**Required task:** Retype exactly and only the lines from the one that contains "# test: pointer emits one marker per instance of the small" through the final line of the data; pictures are left out.

**Provided material:**

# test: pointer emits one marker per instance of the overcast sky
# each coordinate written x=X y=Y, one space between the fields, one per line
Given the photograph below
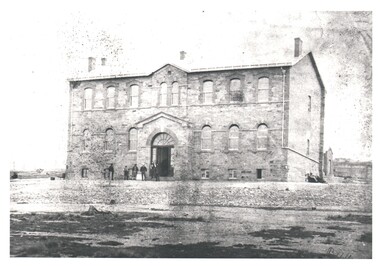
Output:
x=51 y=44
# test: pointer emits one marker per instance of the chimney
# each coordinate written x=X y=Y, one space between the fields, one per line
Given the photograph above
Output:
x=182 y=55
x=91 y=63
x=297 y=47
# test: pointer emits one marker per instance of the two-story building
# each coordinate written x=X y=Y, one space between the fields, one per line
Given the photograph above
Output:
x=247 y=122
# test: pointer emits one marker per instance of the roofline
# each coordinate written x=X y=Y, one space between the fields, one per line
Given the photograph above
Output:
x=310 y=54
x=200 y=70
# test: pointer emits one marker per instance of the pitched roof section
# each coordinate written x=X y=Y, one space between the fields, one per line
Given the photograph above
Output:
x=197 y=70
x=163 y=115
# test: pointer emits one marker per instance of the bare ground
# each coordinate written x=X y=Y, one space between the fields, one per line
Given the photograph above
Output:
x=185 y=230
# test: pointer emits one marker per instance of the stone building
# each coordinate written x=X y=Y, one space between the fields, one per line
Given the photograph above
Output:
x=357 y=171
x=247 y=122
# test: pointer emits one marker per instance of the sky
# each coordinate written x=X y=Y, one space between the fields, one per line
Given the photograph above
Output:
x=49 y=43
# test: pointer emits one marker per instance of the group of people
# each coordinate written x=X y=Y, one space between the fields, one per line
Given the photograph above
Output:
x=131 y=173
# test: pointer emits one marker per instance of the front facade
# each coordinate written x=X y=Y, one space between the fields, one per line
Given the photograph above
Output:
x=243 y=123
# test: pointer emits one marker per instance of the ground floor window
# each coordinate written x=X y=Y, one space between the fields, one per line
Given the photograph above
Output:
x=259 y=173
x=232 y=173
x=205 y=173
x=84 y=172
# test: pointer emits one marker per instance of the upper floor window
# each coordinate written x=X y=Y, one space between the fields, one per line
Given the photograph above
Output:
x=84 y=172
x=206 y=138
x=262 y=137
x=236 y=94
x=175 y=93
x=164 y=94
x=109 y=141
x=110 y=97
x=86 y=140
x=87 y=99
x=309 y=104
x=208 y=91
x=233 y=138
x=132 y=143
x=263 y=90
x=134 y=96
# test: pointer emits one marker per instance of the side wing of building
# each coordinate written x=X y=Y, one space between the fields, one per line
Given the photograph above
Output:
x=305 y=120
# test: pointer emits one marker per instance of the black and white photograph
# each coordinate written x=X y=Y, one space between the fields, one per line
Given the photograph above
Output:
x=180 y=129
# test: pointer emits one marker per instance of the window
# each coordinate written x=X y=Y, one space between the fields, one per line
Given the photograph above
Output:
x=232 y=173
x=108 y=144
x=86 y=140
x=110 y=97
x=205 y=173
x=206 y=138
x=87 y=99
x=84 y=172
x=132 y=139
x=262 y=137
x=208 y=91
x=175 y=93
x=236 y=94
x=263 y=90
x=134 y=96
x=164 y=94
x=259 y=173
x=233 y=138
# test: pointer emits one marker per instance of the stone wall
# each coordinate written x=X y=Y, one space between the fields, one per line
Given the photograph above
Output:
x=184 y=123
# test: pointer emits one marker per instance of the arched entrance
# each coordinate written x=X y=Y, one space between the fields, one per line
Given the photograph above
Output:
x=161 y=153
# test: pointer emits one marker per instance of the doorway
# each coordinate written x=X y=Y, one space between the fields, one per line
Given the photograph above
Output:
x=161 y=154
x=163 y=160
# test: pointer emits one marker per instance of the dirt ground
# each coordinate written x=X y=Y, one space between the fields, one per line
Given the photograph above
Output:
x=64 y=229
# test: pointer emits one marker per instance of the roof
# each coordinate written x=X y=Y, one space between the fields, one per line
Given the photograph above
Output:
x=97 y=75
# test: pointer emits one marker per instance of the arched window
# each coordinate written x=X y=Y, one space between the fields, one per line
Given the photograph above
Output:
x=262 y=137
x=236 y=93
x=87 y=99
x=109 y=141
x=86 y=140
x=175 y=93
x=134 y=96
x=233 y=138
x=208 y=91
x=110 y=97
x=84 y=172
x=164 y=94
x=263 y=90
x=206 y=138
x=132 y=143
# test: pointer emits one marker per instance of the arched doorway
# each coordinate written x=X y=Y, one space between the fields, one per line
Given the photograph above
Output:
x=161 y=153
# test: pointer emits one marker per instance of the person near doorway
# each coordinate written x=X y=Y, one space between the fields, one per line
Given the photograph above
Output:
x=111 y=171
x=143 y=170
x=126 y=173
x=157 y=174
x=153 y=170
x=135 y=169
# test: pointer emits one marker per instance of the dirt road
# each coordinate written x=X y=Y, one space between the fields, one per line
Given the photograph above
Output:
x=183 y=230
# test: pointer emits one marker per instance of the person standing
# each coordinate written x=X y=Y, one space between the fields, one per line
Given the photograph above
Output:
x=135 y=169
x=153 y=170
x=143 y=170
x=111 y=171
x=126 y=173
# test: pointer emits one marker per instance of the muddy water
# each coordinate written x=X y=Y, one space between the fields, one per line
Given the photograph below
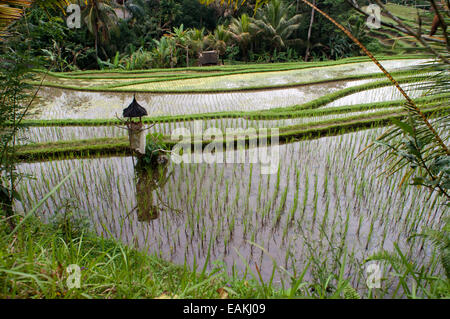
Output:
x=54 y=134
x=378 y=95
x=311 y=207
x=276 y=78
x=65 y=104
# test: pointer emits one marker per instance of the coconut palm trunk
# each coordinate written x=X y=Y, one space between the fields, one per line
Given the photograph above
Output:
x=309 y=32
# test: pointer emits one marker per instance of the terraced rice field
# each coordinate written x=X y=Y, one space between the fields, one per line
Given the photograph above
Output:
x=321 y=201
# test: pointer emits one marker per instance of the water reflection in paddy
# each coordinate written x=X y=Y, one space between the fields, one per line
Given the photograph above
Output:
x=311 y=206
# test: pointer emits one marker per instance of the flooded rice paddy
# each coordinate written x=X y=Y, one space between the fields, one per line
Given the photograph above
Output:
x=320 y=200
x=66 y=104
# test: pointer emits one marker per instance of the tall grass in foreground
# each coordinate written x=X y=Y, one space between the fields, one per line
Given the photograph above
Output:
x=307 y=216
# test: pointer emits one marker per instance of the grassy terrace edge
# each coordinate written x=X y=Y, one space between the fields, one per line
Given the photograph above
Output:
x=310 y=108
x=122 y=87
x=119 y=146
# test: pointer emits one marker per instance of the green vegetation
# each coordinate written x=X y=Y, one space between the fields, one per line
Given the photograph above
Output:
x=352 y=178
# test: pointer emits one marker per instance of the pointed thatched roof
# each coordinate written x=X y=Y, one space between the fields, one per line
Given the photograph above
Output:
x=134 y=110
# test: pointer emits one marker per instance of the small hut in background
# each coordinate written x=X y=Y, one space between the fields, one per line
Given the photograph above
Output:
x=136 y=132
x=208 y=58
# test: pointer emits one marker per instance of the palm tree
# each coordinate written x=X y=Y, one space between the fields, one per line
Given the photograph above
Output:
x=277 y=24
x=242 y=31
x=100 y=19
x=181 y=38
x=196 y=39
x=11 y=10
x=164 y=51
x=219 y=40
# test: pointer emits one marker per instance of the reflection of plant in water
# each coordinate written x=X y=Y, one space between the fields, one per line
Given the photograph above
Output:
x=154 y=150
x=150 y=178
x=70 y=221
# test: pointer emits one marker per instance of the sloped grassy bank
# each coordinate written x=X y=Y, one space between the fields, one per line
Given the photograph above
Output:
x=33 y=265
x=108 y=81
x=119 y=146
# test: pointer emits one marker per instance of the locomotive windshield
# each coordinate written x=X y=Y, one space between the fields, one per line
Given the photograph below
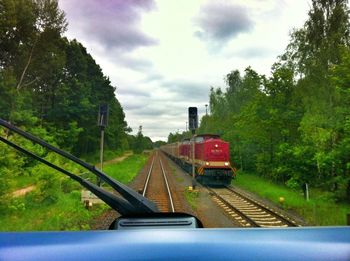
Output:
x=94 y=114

**Exercise solution:**
# test: pointer emits one marker per instance of the small hut in background
# each coordinate written x=X y=Y, one space between the fields, one per line
Given the photograph above
Output:
x=136 y=132
x=208 y=58
# test: pointer emits one marker per instance of the palm tree
# each coordinate written x=X y=Y, one space between the fields, one per line
Given the photograph above
Output:
x=277 y=24
x=242 y=31
x=100 y=19
x=181 y=38
x=196 y=39
x=11 y=10
x=164 y=51
x=219 y=40
# test: pointer emits one marker per instance of the reflection of plant in water
# each coordinate written x=X y=Y, one space between the fields, one per line
Given the photograph above
Output:
x=154 y=150
x=150 y=178
x=70 y=221
# test: pointer emits one marker per instance of the sloped grassy bank
# each coordinate written x=X y=Y, one space between the fields, one per line
Given the photograph above
Output:
x=33 y=265
x=108 y=81
x=119 y=146
# test: pointer emits one marker per instance of the locomotive windshield
# each coordinate written x=X y=Y, one space between the fields, one per line
Given the photograph below
Output:
x=94 y=114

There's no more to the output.